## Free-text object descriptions
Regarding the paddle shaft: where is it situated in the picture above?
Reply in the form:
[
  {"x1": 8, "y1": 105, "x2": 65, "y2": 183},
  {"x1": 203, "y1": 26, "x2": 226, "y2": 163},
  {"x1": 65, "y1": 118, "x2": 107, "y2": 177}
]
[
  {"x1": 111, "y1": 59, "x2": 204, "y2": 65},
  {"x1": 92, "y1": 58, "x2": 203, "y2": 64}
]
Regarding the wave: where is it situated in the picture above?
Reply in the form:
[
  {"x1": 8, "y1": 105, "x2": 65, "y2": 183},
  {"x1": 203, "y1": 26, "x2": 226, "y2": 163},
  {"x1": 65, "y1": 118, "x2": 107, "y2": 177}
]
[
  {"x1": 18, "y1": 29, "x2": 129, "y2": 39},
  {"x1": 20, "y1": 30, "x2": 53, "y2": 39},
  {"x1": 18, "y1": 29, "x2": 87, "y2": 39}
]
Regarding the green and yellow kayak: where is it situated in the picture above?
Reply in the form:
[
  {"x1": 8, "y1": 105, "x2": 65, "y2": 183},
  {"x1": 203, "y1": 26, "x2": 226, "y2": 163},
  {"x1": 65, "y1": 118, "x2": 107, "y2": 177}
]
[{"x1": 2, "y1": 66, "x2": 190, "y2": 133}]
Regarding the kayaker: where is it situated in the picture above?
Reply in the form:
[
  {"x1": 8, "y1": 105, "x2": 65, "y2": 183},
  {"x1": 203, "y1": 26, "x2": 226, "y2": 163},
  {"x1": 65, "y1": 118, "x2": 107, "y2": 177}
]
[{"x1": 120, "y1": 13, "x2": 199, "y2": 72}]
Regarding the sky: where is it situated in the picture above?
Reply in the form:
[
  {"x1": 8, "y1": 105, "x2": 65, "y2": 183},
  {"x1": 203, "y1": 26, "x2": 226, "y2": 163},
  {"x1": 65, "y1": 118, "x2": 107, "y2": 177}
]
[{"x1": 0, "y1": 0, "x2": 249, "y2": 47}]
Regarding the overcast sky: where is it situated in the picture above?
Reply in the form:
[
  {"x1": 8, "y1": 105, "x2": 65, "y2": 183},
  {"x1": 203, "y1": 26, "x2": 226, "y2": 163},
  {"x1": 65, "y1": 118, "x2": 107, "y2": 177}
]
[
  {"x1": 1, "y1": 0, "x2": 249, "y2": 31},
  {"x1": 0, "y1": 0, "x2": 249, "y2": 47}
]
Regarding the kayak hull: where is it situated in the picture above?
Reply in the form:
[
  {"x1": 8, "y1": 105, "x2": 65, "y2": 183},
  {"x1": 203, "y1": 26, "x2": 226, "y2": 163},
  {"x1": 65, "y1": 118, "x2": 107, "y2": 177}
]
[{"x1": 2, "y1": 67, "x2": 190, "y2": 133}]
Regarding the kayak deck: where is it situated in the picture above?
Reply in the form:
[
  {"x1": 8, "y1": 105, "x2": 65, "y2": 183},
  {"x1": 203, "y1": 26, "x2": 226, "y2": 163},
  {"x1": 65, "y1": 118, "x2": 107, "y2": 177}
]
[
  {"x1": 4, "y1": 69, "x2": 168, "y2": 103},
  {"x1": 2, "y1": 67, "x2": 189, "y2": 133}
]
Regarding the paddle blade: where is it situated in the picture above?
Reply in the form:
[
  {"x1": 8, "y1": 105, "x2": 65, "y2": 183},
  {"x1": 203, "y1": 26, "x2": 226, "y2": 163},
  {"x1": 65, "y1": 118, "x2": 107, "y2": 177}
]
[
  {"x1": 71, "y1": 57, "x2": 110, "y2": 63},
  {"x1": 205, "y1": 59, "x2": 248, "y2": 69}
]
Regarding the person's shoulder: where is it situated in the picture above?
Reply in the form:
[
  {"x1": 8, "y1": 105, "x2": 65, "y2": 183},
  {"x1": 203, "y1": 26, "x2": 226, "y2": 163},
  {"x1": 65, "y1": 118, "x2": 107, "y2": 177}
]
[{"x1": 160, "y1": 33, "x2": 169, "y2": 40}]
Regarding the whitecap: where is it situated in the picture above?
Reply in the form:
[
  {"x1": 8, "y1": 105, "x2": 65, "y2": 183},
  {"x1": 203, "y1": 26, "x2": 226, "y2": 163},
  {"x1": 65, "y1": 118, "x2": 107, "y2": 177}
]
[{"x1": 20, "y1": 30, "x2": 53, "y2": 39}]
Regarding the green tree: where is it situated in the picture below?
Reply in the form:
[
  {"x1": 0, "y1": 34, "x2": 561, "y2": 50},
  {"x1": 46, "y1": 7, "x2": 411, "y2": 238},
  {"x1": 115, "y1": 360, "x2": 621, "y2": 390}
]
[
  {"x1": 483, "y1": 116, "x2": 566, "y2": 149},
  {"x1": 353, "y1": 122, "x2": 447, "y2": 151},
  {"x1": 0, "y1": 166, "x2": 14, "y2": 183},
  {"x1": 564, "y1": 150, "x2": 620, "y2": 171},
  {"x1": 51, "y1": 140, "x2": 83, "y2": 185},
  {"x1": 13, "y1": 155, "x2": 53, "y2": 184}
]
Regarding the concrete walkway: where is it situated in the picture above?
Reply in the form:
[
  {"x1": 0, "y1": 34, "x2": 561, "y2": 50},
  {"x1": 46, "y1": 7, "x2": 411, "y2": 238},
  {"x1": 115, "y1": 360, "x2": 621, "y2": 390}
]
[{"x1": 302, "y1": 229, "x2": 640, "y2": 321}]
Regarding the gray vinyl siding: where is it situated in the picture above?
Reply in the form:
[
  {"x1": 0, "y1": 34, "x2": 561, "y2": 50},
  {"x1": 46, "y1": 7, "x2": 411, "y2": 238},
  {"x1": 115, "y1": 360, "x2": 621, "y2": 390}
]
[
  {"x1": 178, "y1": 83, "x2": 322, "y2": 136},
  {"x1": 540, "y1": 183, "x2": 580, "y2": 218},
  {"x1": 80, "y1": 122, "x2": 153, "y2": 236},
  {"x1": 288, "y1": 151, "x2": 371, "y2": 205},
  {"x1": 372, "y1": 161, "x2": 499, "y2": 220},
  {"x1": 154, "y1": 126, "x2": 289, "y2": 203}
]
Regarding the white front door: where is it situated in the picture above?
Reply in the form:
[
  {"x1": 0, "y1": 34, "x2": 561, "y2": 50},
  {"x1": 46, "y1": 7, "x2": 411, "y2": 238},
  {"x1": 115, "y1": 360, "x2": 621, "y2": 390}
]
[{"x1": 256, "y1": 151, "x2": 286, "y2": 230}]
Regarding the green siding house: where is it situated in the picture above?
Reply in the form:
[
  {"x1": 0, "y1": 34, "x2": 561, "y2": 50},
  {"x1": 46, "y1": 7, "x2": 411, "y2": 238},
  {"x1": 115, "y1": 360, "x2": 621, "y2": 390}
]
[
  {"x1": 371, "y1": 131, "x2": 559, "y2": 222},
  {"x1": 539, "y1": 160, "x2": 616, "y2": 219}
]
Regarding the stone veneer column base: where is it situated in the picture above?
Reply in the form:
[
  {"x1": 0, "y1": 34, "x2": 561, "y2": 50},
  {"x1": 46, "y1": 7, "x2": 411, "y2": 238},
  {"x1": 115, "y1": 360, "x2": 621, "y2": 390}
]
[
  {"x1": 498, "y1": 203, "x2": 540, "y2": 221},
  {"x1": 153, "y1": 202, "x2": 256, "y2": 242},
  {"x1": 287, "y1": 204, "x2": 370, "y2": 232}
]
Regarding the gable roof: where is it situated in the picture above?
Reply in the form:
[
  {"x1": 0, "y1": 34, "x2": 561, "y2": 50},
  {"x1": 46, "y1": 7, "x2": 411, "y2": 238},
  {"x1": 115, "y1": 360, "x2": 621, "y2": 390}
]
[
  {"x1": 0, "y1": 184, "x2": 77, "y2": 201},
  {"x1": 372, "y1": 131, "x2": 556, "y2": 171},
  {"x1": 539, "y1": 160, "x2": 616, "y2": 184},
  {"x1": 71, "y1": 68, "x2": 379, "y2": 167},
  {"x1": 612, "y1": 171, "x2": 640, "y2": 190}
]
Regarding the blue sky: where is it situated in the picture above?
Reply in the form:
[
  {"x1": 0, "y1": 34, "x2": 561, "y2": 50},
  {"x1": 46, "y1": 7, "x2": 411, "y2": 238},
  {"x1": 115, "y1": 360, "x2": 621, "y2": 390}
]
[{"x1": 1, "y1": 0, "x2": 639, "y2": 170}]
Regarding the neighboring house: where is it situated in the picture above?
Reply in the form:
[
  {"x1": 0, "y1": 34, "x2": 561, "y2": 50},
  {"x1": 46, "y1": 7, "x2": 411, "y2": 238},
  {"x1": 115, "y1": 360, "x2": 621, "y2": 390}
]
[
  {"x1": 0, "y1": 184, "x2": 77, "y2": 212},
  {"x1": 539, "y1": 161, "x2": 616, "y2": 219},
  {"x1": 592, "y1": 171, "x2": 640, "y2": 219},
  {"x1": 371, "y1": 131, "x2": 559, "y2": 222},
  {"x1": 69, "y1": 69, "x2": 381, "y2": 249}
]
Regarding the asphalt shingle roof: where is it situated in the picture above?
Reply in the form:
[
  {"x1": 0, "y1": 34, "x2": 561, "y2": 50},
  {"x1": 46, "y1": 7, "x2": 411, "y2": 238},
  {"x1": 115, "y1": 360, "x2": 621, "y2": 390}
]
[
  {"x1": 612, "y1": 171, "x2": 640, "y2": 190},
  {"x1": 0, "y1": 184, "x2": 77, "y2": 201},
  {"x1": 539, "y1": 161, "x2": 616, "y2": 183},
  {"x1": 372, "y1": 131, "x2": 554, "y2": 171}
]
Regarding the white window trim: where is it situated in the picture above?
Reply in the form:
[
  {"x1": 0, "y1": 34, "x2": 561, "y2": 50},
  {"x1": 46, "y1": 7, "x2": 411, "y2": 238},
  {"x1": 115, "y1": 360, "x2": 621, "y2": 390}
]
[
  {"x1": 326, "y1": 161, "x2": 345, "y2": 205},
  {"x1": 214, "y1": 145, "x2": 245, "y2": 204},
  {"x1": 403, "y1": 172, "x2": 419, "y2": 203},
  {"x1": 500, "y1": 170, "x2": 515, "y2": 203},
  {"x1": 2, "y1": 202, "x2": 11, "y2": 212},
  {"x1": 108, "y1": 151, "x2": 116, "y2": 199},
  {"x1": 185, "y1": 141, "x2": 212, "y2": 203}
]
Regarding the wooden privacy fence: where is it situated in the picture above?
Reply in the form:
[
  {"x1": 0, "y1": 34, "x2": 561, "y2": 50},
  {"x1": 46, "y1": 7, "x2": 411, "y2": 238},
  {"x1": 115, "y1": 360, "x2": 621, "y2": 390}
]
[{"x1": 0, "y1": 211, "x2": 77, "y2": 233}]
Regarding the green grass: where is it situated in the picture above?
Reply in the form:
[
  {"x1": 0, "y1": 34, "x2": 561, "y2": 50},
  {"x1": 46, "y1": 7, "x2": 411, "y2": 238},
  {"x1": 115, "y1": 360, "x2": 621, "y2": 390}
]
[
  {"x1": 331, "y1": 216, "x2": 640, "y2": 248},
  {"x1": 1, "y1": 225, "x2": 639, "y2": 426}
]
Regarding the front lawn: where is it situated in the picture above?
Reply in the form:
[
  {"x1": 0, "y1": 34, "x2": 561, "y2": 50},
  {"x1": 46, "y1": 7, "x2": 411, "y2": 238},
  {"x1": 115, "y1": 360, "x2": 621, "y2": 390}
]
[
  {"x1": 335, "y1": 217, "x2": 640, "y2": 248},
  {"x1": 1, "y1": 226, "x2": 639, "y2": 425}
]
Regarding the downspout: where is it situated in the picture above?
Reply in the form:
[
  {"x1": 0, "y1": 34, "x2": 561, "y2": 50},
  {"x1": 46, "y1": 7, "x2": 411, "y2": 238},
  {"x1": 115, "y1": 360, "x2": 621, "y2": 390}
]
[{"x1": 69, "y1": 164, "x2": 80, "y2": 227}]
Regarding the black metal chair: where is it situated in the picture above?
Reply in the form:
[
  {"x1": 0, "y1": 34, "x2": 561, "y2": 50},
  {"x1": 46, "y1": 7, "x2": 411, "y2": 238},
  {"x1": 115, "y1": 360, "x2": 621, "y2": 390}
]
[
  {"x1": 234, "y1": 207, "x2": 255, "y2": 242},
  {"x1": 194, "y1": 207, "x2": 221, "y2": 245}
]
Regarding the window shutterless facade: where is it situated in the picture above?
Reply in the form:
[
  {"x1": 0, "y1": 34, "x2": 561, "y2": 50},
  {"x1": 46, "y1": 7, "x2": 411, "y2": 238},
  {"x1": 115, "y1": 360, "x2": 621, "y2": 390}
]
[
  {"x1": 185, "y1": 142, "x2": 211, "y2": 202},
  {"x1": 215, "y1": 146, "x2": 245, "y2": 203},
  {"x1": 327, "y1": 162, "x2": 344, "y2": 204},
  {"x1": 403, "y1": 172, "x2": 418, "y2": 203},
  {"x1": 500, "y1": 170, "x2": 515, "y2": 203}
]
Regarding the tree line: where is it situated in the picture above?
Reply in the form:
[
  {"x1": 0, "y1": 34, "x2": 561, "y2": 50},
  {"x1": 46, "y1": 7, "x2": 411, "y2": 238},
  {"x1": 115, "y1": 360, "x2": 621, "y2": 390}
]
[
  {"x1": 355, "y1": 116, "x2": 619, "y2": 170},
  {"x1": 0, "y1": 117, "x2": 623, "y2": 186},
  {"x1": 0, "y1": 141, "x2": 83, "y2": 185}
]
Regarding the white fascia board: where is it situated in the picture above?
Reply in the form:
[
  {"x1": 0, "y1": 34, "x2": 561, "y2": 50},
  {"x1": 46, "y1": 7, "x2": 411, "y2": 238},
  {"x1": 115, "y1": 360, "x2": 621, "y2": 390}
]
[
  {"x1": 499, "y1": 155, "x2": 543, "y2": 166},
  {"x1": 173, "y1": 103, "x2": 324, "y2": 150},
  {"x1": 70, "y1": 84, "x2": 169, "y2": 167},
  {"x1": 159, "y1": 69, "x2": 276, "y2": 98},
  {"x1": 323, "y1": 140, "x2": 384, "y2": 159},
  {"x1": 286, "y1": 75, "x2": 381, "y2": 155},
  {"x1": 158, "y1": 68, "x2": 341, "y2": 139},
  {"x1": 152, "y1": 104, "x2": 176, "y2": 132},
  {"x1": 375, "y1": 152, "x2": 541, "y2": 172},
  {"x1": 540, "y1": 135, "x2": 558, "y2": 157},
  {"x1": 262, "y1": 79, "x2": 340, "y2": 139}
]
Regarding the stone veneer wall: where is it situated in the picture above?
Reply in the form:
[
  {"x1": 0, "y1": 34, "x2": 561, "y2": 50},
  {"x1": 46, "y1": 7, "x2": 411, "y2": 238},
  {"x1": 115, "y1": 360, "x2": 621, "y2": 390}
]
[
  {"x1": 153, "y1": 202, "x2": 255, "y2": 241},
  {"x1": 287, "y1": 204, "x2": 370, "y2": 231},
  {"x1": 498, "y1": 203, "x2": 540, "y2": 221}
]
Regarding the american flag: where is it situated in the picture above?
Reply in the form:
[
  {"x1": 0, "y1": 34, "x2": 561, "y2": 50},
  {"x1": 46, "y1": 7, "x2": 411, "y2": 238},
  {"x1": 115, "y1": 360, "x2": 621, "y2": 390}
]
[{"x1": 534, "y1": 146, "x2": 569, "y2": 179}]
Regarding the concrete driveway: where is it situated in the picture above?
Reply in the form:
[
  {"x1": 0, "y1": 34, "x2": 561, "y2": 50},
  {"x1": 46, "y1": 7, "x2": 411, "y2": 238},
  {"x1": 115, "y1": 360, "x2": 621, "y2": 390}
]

## How to complete this task
Copy every line of the data above in which the string "window" appears.

## Your solution
Regarding the white window trim: where is it situated in the picture above?
Regarding the window shutterless facade: where is it situated in the picture above?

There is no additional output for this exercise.